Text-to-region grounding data

+---+

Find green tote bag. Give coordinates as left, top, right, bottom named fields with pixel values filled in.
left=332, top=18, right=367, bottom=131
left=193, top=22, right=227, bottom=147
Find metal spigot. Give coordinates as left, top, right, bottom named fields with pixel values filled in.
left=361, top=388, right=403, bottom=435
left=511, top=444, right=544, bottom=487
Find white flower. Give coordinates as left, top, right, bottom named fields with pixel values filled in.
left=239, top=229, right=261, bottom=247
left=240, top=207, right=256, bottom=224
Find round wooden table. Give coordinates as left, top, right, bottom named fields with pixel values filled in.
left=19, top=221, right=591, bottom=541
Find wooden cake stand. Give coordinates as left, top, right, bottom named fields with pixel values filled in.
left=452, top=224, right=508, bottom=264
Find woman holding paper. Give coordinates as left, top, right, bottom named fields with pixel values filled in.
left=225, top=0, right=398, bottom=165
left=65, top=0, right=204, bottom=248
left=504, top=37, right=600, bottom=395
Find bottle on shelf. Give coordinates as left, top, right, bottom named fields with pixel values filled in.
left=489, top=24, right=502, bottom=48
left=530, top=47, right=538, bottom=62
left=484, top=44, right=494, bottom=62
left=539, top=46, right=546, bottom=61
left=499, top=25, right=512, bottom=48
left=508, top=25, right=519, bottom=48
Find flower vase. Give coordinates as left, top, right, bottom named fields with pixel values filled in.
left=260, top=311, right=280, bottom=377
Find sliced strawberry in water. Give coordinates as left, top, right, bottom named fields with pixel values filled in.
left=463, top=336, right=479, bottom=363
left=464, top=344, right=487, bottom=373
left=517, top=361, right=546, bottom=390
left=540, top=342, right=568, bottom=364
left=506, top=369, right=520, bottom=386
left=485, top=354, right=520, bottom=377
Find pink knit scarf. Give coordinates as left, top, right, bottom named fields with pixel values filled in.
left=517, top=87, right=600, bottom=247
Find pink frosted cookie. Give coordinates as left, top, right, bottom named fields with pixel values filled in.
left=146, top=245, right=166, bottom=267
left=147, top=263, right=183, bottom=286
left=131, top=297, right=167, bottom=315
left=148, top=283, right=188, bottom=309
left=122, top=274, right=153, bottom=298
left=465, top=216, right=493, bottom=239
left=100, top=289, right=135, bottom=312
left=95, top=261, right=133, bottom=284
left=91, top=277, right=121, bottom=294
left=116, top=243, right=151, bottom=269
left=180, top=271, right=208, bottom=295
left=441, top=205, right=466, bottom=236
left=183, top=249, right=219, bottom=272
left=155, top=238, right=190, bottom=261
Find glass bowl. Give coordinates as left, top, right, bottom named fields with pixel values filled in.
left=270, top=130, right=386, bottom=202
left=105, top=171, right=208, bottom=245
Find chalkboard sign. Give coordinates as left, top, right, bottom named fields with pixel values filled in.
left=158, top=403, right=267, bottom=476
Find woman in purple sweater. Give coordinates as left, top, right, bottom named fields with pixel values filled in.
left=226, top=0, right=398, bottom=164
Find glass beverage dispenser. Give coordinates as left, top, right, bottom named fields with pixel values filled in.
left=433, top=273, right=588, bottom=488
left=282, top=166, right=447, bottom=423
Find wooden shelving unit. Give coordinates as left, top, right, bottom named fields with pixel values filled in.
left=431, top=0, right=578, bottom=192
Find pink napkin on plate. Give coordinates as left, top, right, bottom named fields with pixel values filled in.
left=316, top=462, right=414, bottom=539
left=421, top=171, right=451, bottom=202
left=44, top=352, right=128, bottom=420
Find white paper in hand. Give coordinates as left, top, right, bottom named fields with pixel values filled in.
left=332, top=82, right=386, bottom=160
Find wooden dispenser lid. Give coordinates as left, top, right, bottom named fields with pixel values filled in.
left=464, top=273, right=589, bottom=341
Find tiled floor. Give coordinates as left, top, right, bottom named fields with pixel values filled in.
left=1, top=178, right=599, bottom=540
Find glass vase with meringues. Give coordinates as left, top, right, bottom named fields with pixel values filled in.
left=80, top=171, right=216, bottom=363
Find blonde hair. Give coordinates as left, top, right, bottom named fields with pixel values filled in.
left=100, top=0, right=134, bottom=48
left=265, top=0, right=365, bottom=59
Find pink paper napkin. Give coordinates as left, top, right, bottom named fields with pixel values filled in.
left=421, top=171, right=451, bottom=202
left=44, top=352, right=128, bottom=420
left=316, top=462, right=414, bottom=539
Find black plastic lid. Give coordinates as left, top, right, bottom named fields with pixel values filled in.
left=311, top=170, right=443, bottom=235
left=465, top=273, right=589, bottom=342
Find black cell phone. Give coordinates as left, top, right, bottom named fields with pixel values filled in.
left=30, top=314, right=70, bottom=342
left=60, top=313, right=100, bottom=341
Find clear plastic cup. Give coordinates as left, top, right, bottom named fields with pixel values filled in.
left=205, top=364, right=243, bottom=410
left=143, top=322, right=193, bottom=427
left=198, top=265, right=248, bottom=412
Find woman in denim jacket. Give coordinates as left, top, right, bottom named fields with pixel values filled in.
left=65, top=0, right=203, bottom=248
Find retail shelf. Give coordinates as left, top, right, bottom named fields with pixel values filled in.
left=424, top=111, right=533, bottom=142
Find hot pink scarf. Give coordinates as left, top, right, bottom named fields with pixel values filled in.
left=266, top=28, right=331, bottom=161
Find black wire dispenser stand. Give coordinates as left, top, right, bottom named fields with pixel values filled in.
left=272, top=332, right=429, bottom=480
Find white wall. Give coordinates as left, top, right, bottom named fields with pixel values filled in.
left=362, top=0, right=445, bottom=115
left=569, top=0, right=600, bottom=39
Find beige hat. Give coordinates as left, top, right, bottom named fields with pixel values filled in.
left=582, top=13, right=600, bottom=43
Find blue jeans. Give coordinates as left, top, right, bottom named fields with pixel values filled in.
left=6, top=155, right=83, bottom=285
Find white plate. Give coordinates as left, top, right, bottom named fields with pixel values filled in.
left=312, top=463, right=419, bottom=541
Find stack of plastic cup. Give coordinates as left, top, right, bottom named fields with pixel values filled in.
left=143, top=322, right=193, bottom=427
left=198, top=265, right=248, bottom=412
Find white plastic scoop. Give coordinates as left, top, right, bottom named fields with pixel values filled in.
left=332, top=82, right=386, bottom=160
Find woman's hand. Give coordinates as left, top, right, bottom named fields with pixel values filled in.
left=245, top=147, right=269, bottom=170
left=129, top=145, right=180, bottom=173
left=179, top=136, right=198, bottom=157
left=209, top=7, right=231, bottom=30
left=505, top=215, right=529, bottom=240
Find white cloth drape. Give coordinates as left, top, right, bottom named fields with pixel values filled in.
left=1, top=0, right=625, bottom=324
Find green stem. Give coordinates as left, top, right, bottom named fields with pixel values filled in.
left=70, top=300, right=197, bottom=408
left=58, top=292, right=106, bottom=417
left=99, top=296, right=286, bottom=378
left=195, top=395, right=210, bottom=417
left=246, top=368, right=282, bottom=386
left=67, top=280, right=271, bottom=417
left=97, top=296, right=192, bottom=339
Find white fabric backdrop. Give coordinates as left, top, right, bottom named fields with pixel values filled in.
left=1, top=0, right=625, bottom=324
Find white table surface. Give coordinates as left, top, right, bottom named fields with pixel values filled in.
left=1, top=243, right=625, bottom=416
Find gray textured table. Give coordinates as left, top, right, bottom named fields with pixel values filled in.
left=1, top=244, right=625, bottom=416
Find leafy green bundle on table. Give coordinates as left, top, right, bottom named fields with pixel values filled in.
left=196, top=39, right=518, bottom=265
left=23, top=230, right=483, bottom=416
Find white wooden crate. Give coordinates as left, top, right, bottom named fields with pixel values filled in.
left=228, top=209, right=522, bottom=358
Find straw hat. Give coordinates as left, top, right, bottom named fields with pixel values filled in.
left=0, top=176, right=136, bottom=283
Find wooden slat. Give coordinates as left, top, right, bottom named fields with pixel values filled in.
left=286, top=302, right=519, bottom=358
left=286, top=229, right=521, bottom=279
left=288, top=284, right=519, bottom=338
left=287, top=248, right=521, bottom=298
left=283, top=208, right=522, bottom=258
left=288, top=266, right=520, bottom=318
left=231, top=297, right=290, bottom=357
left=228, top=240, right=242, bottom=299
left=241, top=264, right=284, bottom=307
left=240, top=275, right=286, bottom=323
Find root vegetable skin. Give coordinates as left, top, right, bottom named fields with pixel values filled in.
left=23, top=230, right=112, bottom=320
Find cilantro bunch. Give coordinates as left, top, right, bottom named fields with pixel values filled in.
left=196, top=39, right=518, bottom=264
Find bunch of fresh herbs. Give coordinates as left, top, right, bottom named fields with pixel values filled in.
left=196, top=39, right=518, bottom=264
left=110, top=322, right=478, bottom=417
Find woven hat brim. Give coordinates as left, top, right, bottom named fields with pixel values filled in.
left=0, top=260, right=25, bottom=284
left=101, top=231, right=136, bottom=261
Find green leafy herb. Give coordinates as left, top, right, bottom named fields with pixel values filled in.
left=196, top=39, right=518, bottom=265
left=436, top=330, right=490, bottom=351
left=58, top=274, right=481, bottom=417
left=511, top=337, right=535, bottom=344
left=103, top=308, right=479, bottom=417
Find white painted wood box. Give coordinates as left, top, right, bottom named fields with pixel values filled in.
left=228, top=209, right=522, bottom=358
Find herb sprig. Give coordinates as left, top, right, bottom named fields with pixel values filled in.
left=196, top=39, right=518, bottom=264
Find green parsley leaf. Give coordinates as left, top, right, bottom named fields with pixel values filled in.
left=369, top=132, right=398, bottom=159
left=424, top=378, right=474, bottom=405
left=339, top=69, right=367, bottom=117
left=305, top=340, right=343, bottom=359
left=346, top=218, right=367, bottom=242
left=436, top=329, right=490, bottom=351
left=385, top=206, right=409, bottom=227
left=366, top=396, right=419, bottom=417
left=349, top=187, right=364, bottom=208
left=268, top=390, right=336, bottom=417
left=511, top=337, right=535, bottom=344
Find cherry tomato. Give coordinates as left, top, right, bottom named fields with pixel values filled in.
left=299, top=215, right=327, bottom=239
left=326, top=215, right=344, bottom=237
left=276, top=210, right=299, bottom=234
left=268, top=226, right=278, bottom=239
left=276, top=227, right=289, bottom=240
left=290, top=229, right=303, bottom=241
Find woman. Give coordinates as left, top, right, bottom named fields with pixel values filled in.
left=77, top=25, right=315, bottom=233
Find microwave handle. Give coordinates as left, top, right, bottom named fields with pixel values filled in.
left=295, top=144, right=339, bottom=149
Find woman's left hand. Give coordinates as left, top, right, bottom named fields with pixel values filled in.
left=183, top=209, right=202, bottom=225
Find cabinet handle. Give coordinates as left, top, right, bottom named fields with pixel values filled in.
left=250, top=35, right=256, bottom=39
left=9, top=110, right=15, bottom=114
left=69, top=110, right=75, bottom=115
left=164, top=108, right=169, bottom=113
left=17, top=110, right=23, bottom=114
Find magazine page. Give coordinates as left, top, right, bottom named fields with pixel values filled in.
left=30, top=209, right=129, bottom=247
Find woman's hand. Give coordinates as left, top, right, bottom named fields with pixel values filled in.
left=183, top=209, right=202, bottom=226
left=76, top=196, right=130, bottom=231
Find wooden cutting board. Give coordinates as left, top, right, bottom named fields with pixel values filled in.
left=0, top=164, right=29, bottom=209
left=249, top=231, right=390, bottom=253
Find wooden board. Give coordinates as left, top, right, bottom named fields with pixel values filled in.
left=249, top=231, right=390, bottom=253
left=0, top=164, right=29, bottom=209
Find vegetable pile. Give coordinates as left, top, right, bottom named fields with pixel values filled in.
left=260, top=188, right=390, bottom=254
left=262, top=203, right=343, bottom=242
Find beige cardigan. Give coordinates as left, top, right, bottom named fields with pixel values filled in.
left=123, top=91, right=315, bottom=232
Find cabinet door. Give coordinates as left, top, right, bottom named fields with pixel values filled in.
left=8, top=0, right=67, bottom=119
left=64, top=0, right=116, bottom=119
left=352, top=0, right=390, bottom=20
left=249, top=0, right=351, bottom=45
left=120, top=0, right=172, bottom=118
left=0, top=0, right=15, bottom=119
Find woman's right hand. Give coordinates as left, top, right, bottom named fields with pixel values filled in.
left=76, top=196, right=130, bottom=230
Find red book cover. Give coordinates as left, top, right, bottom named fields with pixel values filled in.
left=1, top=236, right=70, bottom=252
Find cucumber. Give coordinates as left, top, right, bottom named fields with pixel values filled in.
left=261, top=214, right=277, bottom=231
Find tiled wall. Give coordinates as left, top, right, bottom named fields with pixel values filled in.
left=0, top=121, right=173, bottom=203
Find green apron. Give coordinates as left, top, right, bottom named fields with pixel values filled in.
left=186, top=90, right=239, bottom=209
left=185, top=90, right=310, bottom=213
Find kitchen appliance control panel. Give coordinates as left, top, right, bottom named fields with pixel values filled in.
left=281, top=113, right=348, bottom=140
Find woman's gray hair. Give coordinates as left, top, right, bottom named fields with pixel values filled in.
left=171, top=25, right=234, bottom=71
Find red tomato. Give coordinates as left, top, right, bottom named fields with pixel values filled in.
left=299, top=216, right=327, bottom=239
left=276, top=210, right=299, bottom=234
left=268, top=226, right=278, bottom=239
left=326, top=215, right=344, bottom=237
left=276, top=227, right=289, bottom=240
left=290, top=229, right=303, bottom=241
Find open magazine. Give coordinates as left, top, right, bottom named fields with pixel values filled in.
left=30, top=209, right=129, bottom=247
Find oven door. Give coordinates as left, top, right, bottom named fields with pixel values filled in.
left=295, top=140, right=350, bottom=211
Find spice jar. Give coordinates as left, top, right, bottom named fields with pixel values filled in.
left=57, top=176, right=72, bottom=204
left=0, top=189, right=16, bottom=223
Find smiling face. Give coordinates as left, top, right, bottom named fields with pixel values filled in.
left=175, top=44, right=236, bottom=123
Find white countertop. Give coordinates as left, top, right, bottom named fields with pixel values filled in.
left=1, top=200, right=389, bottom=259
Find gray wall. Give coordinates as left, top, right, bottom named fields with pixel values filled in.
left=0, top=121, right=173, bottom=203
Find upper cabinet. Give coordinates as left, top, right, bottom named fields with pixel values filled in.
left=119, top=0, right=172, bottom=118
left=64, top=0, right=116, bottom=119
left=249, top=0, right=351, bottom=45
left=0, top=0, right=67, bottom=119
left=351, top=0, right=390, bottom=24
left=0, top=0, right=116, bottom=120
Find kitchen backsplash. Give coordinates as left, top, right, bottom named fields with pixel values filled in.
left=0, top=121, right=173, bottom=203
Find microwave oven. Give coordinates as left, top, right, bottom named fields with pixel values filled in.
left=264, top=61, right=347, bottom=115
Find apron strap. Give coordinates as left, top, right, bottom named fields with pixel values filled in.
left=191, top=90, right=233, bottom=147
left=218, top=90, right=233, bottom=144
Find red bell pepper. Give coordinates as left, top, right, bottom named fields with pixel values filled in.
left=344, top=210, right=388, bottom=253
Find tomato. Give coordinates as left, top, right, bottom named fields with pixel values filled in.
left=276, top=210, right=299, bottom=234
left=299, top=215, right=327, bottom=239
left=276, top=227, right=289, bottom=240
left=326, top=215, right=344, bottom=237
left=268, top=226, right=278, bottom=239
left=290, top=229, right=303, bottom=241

+---+

# Problem details:
Every line from the one containing "Find kitchen backsplash." to the end of the entries must be set down exactly, with none omitted and none added.

# Answer to this exercise:
Find kitchen backsplash. Give coordinates as left, top, right, bottom named fields with pixel values filled in.
left=0, top=121, right=173, bottom=203
Find microwave oven. Give coordinates as left, top, right, bottom named fields with pixel values filled in.
left=264, top=61, right=347, bottom=115
Find apron strap. Give coordinates as left, top, right, bottom named fields with pixel values filled in.
left=191, top=90, right=233, bottom=147
left=218, top=90, right=233, bottom=144
Find red bell pepper. Give coordinates as left, top, right, bottom named fields with pixel values filled in.
left=344, top=210, right=388, bottom=253
Find tomato. Give coordinates as left, top, right, bottom named fields with pixel values filled in.
left=276, top=210, right=299, bottom=234
left=299, top=215, right=327, bottom=239
left=276, top=227, right=289, bottom=240
left=326, top=215, right=344, bottom=237
left=268, top=226, right=278, bottom=239
left=290, top=229, right=303, bottom=241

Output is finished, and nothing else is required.